**Extract to read:**

What is MinMo?
MinMo is a multimodal large language model (approximately 8B parameters) for seamless voice interaction, combining speech and text processing with full-duplex conversation and instruction-following capabilities.
When was MinMo released?
The research paper was published on January 10, 2025, and submitted to arXiv on January 14, 2025; code and models are planned for open-source release soon after.
Is MinMo free to use?
Yes, it will be open-source with code and weights released freely (likely permissive license); no cost once available, though running requires compute resources.
What are MinMo’s key capabilities?
Full-duplex voice conversation, state-of-the-art speech comprehension/generation, low-latency processing, instruction control for emotions/dialects/rates/mimicry, and strong text LLM performance.
What latency does MinMo achieve?
Speech-to-text around 100ms; full-duplex theoretical 600ms, practical around 800ms, enabling near-real-time interactions.
How was MinMo trained?
Through multi-stage alignment on 1.4 million hours of speech data: speech-to-text, text-to-speech, speech-to-speech, and duplex interaction stages.
Where can I find MinMo’s project page?
The official project page is at funaudiollm.github.io/minmo, with further details, potential demos, and release updates.
What makes MinMo stand out?
It combines top voice benchmarks performance, full-duplex support, expressive control via instructions, and a novel simple voice decoder in a balanced multimodal LLM.

**Work item:**
Answer these questions from the MinMo FAQ:
1. On what date was the research paper submitted to arXiv?
2. How many hours of speech data were used in MinMo's multi-stage alignment training?
3. What practical latency does MinMo achieve in full-duplex interaction?
The records that follow have no connection to the text on MinMo.

**Record excerpts:**
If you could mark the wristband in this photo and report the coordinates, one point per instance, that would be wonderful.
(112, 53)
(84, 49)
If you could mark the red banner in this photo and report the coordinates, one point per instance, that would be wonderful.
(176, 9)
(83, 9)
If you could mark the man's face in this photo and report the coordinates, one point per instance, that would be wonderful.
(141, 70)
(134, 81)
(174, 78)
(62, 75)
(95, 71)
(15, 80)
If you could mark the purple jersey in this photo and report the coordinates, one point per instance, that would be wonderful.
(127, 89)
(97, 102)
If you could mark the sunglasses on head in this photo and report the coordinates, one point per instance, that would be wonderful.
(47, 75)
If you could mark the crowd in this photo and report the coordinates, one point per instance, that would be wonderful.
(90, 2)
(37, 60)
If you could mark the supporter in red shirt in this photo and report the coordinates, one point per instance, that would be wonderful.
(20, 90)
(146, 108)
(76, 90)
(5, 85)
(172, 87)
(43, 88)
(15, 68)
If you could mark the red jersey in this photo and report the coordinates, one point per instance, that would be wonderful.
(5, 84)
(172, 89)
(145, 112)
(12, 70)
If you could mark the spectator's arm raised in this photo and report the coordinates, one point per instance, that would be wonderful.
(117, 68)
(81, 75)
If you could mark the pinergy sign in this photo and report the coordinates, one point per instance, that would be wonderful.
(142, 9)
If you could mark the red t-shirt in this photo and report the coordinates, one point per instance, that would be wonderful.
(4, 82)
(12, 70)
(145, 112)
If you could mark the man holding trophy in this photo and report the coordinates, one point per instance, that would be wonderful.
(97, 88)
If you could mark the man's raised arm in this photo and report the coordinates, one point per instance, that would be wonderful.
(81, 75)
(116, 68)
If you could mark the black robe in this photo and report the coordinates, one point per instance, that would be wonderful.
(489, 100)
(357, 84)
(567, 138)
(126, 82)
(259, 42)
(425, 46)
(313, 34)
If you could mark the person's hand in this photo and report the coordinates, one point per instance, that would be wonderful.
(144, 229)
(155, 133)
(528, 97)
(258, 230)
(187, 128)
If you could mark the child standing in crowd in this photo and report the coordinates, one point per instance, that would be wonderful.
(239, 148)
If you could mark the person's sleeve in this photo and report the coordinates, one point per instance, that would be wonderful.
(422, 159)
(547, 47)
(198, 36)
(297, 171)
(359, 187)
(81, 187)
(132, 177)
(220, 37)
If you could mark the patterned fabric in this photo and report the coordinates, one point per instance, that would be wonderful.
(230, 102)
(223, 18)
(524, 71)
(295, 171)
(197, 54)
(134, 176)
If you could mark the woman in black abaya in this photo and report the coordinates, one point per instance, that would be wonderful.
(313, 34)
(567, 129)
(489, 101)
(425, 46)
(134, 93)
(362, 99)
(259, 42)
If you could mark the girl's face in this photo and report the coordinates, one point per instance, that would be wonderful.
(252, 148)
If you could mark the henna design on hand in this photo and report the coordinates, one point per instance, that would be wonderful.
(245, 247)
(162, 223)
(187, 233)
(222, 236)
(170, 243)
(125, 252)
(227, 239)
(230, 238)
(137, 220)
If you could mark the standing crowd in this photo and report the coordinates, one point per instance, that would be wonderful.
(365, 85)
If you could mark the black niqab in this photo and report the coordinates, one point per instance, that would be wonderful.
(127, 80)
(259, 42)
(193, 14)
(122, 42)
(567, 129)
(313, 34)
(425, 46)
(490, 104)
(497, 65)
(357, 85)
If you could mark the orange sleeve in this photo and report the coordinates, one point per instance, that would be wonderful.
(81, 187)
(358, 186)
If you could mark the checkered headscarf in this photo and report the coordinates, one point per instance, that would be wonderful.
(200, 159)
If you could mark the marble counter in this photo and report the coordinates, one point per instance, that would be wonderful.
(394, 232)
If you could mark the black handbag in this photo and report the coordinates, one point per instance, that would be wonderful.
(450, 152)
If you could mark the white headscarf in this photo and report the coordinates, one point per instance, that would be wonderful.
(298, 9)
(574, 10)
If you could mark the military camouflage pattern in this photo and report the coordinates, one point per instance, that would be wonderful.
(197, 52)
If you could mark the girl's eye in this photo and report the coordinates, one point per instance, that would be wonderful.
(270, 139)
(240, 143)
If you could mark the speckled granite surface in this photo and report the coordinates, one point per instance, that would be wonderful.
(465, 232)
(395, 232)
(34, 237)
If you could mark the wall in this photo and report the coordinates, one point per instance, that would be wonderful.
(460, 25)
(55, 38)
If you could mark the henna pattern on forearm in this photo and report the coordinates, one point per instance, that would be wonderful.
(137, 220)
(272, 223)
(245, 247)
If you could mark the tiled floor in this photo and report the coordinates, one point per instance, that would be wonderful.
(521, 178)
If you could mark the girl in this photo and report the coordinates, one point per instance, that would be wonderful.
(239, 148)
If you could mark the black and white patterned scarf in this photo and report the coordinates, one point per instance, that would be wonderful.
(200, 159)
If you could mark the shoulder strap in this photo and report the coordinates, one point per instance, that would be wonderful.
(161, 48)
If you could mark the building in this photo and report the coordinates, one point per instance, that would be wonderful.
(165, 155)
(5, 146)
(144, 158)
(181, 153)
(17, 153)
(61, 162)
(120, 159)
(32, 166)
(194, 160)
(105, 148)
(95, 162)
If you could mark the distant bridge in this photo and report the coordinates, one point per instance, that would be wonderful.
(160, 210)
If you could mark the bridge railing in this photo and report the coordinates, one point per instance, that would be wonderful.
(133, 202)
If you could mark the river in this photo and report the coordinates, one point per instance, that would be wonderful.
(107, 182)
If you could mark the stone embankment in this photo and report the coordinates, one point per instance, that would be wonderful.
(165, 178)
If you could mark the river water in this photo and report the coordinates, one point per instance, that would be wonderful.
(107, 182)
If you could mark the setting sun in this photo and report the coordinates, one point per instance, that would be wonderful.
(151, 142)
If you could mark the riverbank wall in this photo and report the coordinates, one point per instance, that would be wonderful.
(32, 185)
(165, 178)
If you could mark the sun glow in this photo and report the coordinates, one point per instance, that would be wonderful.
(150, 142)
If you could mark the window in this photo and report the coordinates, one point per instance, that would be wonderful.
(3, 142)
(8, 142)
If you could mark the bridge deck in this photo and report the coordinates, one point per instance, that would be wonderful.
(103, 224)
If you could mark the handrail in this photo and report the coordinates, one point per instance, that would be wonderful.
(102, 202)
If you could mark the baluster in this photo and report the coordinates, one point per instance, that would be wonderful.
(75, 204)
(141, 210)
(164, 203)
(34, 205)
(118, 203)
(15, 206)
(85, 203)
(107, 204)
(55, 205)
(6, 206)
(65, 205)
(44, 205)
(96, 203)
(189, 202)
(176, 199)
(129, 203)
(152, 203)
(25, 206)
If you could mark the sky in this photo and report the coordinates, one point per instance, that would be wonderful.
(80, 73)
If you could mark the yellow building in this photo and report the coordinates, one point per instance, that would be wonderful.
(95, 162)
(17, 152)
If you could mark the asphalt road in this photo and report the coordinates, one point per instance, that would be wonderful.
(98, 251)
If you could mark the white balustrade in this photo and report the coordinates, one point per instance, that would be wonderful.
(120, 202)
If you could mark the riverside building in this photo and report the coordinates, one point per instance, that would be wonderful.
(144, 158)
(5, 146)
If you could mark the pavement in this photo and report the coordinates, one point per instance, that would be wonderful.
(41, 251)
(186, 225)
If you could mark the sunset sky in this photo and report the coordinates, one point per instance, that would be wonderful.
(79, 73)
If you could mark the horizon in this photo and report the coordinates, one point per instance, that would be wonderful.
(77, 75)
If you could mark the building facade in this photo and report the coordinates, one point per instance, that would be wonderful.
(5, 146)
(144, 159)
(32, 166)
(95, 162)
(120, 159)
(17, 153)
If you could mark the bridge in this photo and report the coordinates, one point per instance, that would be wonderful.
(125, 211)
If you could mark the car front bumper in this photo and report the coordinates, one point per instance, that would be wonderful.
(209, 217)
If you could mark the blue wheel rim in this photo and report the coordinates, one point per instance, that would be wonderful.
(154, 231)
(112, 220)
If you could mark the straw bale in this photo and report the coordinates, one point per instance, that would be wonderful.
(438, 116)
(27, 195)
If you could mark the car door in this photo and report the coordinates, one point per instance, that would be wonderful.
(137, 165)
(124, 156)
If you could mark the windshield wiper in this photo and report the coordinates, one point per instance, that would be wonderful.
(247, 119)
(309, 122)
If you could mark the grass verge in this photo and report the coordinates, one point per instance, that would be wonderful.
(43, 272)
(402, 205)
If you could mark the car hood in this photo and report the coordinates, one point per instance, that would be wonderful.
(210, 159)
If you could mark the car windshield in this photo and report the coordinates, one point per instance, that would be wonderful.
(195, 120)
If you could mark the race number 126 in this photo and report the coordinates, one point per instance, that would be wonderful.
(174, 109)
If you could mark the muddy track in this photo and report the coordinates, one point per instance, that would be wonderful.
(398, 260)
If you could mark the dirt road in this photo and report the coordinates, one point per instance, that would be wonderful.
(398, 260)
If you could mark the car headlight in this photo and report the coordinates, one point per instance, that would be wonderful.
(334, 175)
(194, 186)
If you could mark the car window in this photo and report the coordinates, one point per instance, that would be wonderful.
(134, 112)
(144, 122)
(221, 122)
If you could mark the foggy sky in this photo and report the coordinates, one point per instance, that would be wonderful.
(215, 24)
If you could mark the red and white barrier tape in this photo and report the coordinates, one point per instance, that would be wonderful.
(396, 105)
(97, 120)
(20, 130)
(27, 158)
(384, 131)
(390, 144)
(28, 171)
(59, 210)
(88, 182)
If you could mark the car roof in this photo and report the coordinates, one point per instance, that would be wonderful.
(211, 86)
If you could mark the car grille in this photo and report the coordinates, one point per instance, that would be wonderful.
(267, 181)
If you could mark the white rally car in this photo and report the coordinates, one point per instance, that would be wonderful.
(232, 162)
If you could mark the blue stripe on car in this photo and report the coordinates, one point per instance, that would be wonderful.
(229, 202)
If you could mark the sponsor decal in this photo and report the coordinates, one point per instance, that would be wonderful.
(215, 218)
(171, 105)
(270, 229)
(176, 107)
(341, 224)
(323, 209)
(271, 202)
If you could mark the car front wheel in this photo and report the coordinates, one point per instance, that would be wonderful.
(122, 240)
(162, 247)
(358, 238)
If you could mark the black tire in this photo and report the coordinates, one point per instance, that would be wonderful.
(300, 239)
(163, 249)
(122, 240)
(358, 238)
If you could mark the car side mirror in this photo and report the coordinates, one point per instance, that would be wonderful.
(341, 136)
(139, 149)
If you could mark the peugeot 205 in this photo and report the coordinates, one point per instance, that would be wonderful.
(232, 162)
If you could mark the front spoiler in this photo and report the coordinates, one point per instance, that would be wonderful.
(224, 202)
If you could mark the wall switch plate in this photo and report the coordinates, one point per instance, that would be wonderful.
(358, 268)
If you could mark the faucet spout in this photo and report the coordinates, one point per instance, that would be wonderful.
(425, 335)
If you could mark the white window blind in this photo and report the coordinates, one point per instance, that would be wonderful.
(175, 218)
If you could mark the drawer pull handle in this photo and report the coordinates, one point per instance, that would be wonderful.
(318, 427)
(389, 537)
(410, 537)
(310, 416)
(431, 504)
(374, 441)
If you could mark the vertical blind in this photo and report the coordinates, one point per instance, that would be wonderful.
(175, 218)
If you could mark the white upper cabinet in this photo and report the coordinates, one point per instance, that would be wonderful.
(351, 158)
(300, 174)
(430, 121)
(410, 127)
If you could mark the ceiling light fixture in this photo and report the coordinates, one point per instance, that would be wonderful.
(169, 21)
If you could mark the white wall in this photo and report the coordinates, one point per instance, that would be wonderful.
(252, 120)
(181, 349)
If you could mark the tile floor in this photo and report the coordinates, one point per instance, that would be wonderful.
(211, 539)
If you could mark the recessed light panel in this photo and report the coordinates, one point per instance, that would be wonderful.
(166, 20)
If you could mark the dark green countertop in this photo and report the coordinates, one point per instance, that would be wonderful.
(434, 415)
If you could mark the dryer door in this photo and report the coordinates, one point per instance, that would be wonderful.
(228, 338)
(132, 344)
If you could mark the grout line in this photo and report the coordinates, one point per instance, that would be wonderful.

**Written response:**
1. January 14, 2025
2. 1.4 million hours
3. Around 800ms